• [What you should do] Please pull out the lines of the material from the one containing "Expected: one point per instance of the baby" through the end of the material, both included, and reproduce them word for word.

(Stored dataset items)
:::
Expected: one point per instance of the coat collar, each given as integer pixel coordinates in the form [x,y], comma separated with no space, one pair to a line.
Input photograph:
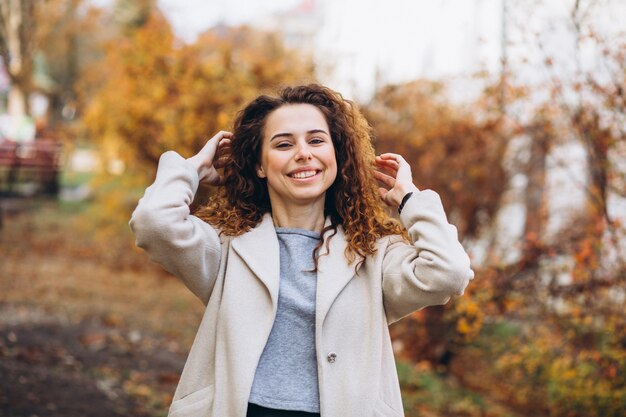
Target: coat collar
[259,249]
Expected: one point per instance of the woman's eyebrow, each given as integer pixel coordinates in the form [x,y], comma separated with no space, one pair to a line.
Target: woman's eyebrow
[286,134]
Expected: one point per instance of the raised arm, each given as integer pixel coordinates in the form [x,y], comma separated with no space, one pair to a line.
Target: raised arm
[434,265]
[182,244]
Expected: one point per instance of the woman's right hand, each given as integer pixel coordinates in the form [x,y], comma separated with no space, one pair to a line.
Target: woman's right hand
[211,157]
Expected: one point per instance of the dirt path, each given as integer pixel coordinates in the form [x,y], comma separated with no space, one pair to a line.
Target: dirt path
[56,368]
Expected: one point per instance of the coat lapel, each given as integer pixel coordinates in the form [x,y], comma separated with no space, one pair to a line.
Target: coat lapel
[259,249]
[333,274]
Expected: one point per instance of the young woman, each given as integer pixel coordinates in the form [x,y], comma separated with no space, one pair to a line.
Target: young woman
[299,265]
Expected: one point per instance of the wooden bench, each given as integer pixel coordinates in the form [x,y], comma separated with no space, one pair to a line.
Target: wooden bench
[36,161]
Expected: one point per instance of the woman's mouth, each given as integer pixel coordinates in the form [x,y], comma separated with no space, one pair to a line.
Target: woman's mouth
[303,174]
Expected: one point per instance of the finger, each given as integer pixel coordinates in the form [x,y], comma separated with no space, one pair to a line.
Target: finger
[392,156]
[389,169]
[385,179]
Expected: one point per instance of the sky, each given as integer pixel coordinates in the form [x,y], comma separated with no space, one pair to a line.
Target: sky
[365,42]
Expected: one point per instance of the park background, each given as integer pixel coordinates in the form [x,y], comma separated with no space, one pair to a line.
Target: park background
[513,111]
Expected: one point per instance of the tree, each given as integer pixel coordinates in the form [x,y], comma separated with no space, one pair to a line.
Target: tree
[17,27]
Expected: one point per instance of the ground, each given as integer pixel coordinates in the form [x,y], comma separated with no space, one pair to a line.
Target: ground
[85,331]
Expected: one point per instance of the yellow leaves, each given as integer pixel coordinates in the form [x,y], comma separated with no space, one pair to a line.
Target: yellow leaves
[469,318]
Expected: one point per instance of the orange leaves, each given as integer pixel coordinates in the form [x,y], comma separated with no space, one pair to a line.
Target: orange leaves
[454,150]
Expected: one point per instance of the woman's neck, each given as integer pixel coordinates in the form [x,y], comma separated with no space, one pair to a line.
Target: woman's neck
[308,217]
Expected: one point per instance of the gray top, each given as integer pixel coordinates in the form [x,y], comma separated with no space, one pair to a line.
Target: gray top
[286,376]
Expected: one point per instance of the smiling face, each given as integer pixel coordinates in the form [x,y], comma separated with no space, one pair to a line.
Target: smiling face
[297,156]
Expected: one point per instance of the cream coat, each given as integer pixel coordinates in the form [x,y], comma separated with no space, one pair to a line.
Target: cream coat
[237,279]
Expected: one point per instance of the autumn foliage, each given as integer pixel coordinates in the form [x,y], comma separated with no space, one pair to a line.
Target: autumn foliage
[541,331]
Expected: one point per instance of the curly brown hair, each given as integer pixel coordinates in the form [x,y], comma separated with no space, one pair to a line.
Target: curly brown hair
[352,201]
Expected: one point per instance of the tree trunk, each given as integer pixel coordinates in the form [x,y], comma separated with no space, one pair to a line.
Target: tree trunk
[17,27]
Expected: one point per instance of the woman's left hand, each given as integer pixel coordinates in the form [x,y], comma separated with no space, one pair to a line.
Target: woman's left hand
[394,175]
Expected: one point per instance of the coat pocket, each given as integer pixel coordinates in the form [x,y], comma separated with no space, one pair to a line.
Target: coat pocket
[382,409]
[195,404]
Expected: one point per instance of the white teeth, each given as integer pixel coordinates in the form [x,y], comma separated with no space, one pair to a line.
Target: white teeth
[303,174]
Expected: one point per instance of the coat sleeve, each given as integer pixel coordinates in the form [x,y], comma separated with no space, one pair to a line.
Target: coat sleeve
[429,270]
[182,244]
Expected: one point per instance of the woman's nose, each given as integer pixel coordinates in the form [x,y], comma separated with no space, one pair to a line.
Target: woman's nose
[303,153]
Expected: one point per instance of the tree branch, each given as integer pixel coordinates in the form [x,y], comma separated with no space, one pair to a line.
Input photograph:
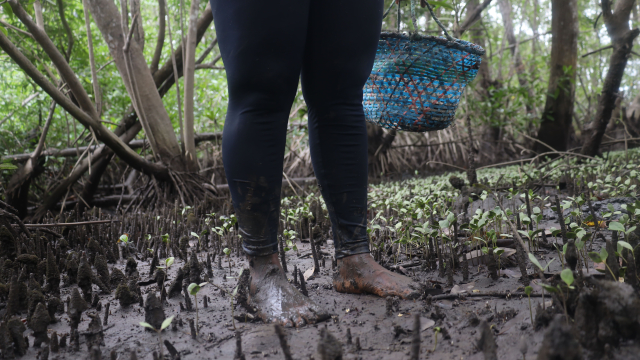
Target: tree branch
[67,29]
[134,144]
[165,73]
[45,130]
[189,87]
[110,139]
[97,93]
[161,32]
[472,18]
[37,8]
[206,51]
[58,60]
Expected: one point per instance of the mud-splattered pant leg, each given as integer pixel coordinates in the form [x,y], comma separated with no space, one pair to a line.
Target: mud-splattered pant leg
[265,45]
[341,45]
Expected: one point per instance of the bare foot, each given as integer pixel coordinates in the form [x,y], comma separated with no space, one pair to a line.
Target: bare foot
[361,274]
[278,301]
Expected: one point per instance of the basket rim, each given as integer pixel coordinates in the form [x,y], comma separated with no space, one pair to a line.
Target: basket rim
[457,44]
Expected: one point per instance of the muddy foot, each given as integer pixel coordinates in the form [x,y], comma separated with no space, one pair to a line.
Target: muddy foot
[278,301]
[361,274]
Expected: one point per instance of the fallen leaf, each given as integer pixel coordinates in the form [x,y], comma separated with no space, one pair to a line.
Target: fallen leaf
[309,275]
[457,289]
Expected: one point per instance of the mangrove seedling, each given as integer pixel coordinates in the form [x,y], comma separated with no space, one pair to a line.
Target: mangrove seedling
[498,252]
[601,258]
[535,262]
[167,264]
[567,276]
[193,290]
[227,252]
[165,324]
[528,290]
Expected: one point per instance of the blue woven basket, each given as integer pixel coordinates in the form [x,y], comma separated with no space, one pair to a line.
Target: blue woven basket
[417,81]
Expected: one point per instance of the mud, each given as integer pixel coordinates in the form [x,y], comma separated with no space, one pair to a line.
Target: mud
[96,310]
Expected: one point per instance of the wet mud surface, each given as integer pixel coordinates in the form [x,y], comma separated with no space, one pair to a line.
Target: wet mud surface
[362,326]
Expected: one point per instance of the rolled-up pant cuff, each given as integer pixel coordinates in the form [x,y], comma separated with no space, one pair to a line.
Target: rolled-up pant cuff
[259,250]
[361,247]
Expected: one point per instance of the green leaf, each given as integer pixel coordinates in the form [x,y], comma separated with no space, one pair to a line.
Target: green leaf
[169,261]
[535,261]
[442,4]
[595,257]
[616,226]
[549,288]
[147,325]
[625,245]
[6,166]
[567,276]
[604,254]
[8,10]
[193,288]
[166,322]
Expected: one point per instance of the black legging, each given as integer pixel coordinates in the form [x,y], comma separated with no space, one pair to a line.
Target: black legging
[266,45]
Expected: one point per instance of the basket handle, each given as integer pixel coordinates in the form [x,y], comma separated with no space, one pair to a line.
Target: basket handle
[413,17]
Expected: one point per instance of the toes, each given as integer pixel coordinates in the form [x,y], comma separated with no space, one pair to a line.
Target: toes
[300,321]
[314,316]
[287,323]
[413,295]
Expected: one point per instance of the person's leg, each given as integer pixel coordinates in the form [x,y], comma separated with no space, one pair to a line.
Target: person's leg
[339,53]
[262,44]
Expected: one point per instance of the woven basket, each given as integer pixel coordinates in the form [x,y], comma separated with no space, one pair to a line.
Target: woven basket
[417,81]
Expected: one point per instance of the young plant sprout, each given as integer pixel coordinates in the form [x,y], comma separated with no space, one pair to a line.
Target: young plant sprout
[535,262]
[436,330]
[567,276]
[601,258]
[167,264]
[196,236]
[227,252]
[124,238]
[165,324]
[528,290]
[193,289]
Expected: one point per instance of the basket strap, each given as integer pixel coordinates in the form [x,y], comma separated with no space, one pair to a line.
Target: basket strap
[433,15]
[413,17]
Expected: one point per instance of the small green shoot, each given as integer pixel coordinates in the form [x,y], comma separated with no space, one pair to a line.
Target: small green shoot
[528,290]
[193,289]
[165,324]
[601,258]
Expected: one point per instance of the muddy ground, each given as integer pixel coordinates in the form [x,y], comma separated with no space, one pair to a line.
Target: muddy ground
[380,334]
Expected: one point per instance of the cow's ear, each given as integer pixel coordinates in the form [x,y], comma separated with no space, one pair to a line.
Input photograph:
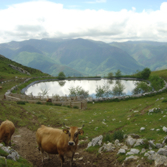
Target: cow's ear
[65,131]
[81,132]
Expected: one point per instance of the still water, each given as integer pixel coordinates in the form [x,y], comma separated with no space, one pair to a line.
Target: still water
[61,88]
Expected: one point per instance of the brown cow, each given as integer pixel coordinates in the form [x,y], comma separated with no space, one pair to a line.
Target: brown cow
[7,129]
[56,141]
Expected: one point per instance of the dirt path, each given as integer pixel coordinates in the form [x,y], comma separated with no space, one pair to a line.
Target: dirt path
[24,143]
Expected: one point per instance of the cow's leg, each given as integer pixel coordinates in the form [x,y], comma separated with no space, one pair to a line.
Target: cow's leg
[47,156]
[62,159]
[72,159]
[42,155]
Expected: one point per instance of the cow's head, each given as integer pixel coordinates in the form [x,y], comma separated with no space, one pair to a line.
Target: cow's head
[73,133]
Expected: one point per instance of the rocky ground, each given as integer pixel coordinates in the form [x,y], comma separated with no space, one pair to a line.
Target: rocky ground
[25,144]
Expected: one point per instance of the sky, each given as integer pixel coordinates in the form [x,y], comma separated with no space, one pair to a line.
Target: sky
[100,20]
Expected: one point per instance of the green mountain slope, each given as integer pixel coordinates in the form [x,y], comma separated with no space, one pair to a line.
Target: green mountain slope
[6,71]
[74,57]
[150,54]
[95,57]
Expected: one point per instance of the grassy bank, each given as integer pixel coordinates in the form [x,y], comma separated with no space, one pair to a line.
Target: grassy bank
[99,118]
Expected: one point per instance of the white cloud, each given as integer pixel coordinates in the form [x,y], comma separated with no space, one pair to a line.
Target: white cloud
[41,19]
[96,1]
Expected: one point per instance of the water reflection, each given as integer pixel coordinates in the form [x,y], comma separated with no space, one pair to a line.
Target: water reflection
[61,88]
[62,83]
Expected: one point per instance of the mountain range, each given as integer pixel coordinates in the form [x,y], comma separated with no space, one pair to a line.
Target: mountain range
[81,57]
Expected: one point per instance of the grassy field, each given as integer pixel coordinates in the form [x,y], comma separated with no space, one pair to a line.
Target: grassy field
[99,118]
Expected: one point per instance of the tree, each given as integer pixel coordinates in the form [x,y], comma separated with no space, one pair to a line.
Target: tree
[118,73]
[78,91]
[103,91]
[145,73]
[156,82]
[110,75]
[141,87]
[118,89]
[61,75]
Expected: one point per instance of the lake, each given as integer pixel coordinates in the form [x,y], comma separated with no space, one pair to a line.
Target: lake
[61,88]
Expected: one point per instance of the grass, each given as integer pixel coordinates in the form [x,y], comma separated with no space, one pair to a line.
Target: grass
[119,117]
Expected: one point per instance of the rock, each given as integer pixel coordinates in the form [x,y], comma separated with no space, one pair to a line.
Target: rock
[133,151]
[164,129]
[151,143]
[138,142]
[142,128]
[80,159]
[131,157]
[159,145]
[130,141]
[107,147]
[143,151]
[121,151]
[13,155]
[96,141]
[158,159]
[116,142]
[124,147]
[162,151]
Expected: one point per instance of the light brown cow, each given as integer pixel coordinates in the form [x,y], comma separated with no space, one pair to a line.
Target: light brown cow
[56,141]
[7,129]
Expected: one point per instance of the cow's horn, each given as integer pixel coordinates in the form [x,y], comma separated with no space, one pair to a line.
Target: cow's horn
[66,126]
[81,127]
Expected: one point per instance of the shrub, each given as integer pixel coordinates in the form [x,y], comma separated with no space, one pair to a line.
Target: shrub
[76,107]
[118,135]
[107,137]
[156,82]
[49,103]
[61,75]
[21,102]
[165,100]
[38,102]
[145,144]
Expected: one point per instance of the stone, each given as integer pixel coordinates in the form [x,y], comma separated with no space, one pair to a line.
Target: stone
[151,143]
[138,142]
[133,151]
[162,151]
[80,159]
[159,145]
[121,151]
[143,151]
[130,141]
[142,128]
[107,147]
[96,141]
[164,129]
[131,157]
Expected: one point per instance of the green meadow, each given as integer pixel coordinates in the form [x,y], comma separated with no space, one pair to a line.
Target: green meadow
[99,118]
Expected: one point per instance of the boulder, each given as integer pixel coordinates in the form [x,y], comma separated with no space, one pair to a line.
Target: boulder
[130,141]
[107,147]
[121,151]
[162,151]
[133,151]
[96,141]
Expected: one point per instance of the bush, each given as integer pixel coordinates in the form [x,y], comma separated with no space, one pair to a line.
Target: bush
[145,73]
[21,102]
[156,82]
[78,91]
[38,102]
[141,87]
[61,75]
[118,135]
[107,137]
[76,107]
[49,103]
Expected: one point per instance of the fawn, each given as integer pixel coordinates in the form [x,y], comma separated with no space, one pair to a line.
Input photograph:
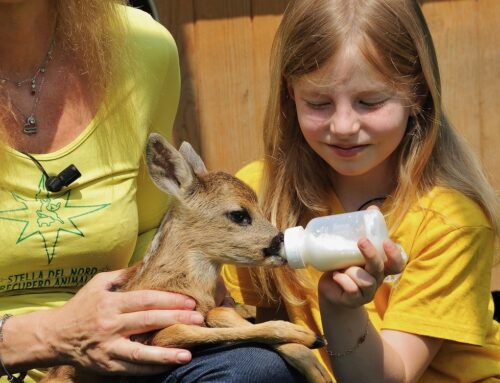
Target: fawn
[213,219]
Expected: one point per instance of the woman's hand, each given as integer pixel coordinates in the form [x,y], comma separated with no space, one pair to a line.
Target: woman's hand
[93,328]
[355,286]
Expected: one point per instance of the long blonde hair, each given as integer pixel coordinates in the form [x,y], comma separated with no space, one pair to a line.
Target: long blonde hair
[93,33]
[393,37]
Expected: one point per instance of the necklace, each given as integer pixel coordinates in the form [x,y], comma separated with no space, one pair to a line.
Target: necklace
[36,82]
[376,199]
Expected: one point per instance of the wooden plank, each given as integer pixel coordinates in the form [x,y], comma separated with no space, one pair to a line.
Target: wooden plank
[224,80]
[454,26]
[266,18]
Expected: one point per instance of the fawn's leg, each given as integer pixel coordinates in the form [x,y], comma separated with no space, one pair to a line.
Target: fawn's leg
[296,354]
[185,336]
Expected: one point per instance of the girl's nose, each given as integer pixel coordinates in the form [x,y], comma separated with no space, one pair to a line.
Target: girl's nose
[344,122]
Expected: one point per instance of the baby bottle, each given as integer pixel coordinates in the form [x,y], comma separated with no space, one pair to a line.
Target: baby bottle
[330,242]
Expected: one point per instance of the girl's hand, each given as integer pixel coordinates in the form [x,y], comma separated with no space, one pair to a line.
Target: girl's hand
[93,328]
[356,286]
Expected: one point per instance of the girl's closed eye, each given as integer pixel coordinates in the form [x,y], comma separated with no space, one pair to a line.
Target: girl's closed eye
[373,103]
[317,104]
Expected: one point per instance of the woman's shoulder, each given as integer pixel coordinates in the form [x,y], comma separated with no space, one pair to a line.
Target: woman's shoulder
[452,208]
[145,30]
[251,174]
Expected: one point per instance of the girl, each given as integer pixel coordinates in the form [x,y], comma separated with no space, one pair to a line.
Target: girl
:::
• [Solution for this problem]
Expected: one point per instance of the baby bottle, each given as integer pixel coordinates in the form [x,y], comma separated with no space, one pair to a line.
Target: baby bottle
[330,242]
Expected: one point per instance of the girl's hand, each given as integer pixel coordinates in the form [x,y], comma separated with no space, one pair to a line.
Target: girl's hand
[93,328]
[356,286]
Expected: one point per instance of the girl's closed eye, each given as integer pixel coordinates in the form [x,y], comma separated with no space, one pair to a line.
Target: girl's closed eye
[373,103]
[317,104]
Expected: one point per instance of the woman's shoulder, each given as integer pixel coordinates in the form [x,y], comma separated with no space, one pair to a line.
Target: woman's shoulder
[452,208]
[145,30]
[251,174]
Expected: one point per instance of the girl, each given as integer pixel coordinates in the form [x,y], comma separated with no space, one pair to a line.
Target: girl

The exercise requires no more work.